→ **Action item**
Your job is to copy the data that follows exactly, every line included.

→ **Data listing**

- - - - - - -

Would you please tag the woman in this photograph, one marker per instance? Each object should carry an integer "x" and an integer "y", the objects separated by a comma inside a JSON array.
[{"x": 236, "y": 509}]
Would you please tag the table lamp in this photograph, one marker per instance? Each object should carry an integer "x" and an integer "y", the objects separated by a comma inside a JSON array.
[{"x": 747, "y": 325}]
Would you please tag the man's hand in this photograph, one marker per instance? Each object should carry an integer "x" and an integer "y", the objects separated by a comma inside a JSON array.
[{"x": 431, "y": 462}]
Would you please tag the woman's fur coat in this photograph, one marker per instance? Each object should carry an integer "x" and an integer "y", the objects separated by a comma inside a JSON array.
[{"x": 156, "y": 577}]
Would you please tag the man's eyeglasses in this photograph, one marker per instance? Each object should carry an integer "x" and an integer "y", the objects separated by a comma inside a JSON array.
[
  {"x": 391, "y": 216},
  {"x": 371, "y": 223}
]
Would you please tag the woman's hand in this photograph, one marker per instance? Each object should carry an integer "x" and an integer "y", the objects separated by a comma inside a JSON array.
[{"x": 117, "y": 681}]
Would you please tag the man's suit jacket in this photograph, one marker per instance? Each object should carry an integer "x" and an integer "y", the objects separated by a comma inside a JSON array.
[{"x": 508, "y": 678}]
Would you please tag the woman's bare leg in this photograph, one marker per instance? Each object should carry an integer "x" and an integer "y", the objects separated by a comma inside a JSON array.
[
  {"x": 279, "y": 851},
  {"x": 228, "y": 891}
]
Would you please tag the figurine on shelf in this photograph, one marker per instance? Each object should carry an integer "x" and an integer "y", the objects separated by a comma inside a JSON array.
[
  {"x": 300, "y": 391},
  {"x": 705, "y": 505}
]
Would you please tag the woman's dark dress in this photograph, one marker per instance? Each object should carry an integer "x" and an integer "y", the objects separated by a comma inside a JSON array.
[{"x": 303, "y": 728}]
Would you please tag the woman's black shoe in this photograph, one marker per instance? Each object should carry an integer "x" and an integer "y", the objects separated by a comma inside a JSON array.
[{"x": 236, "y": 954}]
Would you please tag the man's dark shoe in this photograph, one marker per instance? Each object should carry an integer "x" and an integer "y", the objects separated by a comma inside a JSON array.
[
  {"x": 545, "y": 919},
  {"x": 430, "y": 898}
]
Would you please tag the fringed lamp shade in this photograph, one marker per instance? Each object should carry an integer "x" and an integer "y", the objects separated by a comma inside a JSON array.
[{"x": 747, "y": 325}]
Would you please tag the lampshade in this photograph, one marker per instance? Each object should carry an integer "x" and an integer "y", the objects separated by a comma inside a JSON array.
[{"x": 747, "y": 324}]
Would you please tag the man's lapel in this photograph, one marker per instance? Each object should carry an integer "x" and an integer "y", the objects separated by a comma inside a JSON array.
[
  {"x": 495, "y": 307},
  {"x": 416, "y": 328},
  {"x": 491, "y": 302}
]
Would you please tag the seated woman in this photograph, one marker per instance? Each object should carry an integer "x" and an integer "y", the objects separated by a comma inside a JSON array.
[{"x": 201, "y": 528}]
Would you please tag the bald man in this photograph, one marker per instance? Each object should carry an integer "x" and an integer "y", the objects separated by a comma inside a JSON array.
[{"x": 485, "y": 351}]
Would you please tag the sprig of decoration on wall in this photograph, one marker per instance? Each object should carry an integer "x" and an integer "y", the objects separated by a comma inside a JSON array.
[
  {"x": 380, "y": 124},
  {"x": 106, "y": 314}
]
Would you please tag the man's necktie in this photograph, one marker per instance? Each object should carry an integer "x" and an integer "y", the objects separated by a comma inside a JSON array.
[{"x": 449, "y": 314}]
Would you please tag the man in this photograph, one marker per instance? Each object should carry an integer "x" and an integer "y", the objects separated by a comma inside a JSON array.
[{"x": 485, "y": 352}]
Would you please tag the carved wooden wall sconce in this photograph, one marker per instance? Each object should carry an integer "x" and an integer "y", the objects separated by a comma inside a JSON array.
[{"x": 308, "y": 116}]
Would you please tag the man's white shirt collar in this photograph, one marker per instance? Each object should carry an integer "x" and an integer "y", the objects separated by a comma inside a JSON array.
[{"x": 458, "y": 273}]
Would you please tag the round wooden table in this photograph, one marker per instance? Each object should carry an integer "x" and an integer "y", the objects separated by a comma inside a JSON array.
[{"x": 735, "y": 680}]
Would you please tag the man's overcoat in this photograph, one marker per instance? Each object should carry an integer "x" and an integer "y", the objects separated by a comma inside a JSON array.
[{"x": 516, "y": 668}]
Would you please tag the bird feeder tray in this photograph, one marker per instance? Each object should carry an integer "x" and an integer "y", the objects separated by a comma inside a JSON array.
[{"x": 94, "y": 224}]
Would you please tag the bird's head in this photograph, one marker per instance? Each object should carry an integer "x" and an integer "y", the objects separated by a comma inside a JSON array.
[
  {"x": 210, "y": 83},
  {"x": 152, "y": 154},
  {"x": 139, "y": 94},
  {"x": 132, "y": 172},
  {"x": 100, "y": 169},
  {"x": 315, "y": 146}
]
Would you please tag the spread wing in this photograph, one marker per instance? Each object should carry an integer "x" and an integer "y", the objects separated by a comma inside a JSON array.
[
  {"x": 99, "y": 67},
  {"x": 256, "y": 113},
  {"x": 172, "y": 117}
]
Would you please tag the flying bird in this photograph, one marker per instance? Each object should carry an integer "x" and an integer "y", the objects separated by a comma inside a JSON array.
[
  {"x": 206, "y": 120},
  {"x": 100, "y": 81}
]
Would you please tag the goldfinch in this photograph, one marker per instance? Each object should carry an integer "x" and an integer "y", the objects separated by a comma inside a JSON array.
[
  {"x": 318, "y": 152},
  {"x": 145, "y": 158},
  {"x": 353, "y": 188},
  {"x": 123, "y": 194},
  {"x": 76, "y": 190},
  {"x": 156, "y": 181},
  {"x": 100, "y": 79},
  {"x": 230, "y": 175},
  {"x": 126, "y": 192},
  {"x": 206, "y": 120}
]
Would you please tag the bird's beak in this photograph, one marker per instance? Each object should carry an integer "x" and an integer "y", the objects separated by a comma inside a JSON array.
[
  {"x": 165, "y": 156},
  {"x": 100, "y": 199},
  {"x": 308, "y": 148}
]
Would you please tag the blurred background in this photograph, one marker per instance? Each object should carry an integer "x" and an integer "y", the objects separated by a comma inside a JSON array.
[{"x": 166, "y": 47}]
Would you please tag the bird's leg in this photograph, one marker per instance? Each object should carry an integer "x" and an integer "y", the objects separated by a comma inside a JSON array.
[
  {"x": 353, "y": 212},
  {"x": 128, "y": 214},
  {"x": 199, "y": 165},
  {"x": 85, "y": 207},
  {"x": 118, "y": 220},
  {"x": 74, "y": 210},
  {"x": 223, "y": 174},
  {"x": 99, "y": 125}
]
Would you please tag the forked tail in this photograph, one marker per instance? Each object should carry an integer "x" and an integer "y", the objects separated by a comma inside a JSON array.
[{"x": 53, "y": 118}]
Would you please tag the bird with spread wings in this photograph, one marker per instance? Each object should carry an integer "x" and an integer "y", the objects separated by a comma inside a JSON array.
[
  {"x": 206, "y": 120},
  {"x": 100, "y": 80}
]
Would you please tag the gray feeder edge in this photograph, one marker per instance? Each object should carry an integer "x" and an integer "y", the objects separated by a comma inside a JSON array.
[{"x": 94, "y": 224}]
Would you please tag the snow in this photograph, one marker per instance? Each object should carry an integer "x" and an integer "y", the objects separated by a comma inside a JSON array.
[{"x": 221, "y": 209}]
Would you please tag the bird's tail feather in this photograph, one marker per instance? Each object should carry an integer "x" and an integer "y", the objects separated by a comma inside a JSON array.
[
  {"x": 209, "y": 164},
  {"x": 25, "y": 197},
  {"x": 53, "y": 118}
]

- - - - - - -

→ **Expected answer**
Would you please tag the woman in this photograph, one marker per instance? Each object should carry an integer "x" and an integer "y", the objects separated by a comma inside a JSON array.
[{"x": 236, "y": 509}]
Would you please tag the table lamp in this photograph, one marker per instance? Each object should carry an integer "x" and an integer "y", the objects separated by a comma inside a JSON array.
[{"x": 747, "y": 325}]
Would you please tag the man's hand in this photograph, one marker per instance? Each object should carry an integer "x" and an integer "y", the objects separated by a comma inside a JSON array.
[{"x": 431, "y": 462}]
Would you please tag the woman's fur coat in this photograph, one marker per instance? Each object should carry an integer "x" and an integer "y", the objects separated by a comma inside a JSON array.
[{"x": 156, "y": 577}]
Would you please tag the man's eyeglasses in this photograph, one marker per instance? Each object should carry an integer "x" and an integer "y", the objects separated by a comma inside a JSON array.
[
  {"x": 391, "y": 216},
  {"x": 371, "y": 223}
]
Would you please tag the woman's hand in this photograph, one marker per instance? Each object should carry an integer "x" and an integer "y", the objects separated by a comma inside a JSON array.
[{"x": 117, "y": 681}]
Would you please tag the man's suit jacket in this photograph, one marker per instance? Each object should carry an integer "x" and an integer "y", the objects separated by a comma inside a JSON array.
[{"x": 508, "y": 678}]
Would you please tag the woman's bare leg in this photograph, one marker per instance? Each object should carry an integer "x" and an integer "y", the objects separated by a comma inside a JSON array.
[
  {"x": 279, "y": 851},
  {"x": 228, "y": 891}
]
Would you please tag the figurine on shelf in this photograph, one marker per instance? Each object should carry an integer "x" and an integer "y", the objects separated by a comma inside a JSON array.
[
  {"x": 300, "y": 391},
  {"x": 705, "y": 505}
]
Would you please tag the woman's dark dress in this photograph, one marker per instance? Each object should carry an integer "x" and an integer "y", the objects separated by a comma inside a JSON array.
[{"x": 303, "y": 728}]
Would you please tag the woman's black shoe in this photograph, one marker per instance? Each object should carry an integer "x" and an integer "y", the objects separated by a comma inside a JSON array.
[{"x": 236, "y": 954}]
Would you please tag the man's dark shoe in this photograph, one marker per instance? Each object should carry an integer "x" and an integer "y", the objects separated by a comma inside a JSON array.
[
  {"x": 545, "y": 919},
  {"x": 430, "y": 898}
]
Would you please tag the fringed lamp shade in this photograph, one marker per instance? Each object should carry an integer "x" and an integer "y", the objects separated by a comma inside a JSON array.
[{"x": 747, "y": 325}]
Would you please tag the lampshade in this photograph, one marker per instance? Each object should carry an integer "x" and an integer "y", the objects separated by a comma inside a JSON array.
[{"x": 747, "y": 324}]
Would you please tag the man's lapel in this photograph, one marker per instance? Each object should carry an integer "x" and an integer "y", the objects separated by a comma inside a JSON array.
[
  {"x": 495, "y": 307},
  {"x": 416, "y": 328},
  {"x": 491, "y": 302}
]
Would you please tag the seated woman in this photograph, one marker per instance? Each object should carry an integer "x" and an integer "y", the objects separated by a comma inside a JSON array.
[{"x": 201, "y": 528}]
Would you please tag the bald man in this photograph, one marker per instance? Each object should carry an integer "x" and an integer "y", the objects separated by a comma inside a JSON array.
[{"x": 485, "y": 351}]
Would you please tag the sprig of decoration on wall in this photograph, one marker per instance? Each object should carry an integer "x" and an integer "y", the objects separated by a comma inside a JSON array.
[
  {"x": 380, "y": 124},
  {"x": 106, "y": 314}
]
Would you please tag the man's necktie in this photograph, one marker per instance? Each object should carry an integer "x" and an integer "y", the objects separated by a comma inside a JSON array.
[{"x": 449, "y": 314}]
Would you please tag the man in this photograph, one marker per instance? Each object should carry an integer "x" and an integer "y", the objects separated by a comma inside a JSON array.
[{"x": 485, "y": 352}]
Would you please tag the carved wooden wall sconce in this photograph, one marker per instance? Each object should carry an integer "x" and an integer "y", the objects separated by a comma inside a JSON array.
[{"x": 308, "y": 116}]
Would you please tag the man's white shirt collar in this photograph, one marker per instance? Each object should carry an integer "x" and an integer "y", the objects separated by a comma inside a JSON array.
[{"x": 458, "y": 273}]
Would you please tag the round wooden table in this photograph, one marker per instance? Each object should carry an integer "x" and an integer "y", the objects separated by a comma inside a JSON array.
[{"x": 735, "y": 680}]
Would you please tag the man's overcoat in this photograph, one marker per instance? Each object should carry an integer "x" and an integer "y", the objects separated by a comma inside a JSON array.
[{"x": 516, "y": 668}]
Would you please tag the bird feeder tray in this photograph, one marker per instance? Each object should carry an integer "x" and an integer "y", the objects separated by a comma inside a JSON array.
[{"x": 94, "y": 224}]
Would you please tag the bird's head in this photograph, one marker per instance? Each object should carry an integer "x" and an integer "y", the objects separated by a comma inside a JSON array.
[
  {"x": 210, "y": 83},
  {"x": 152, "y": 154},
  {"x": 139, "y": 94},
  {"x": 132, "y": 172},
  {"x": 100, "y": 169},
  {"x": 315, "y": 146}
]
Would you please tag the spread wing in this photograph, one marker per instance? Each object should carry an integer "x" and an integer "y", the objects separated by a comma inside a JSON array.
[
  {"x": 99, "y": 67},
  {"x": 256, "y": 113},
  {"x": 172, "y": 117}
]
Would you please tag the flying bird in this photograph, one marker per instance? Each object should carry an integer "x" and an integer "y", the objects separated by a comma inside a JSON array.
[
  {"x": 206, "y": 120},
  {"x": 100, "y": 81}
]
Would you please tag the goldfinch in this photograph, one marker per instance? Each object should carry an integer "x" and an integer "y", the objects separated by a comma inside a JSON array.
[
  {"x": 318, "y": 152},
  {"x": 145, "y": 158},
  {"x": 353, "y": 188},
  {"x": 123, "y": 194},
  {"x": 76, "y": 190},
  {"x": 156, "y": 181},
  {"x": 100, "y": 79},
  {"x": 230, "y": 175},
  {"x": 126, "y": 192},
  {"x": 206, "y": 120}
]
Would you please tag the bird's beak in this photograph, one marker per instance? Each object should carry an integer "x" and an integer "y", the objects separated by a comma inside a JSON array.
[
  {"x": 165, "y": 156},
  {"x": 100, "y": 199},
  {"x": 308, "y": 148}
]
Would you please tag the blurred background in this photograph, one marker per instance? Each object should carry an integer "x" and an integer "y", the objects separated by a comma inside a JSON array.
[{"x": 166, "y": 47}]
Would you please tag the bird's leg in this photograph, one marker per instance? Each object should carry an integer "x" and an integer "y", the objects separated by a comma inside a JSON array.
[
  {"x": 353, "y": 212},
  {"x": 128, "y": 214},
  {"x": 199, "y": 165},
  {"x": 85, "y": 207},
  {"x": 118, "y": 220},
  {"x": 74, "y": 210},
  {"x": 223, "y": 174},
  {"x": 99, "y": 125}
]
Would you please tag the forked tail in this photograph, one marker per instance? Each object should carry an integer "x" and an integer "y", the objects separated by a comma inside a JSON array.
[{"x": 53, "y": 118}]
Would you please tag the bird with spread wings in this photograph, one marker per instance? Each object should carry an integer "x" and an integer "y", the objects separated by a comma inside a JSON array.
[
  {"x": 206, "y": 120},
  {"x": 100, "y": 80}
]
Would you please tag the gray feeder edge in this photograph, one marker per instance? Each object should carry an integer "x" and an integer "y", the objects separated by a comma inside a JSON array.
[{"x": 94, "y": 224}]
Would you please tag the snow in this photograph, one marker per instance? Each object should carry an integer "x" and an integer "y", the objects separated by a comma inside a JSON array.
[{"x": 221, "y": 209}]
Would you please tag the bird's tail feather in this photograph, one marker per instance? Each object should carry an integer "x" and an integer "y", the objects separated by a comma inside a JSON array.
[
  {"x": 209, "y": 164},
  {"x": 25, "y": 197},
  {"x": 53, "y": 118}
]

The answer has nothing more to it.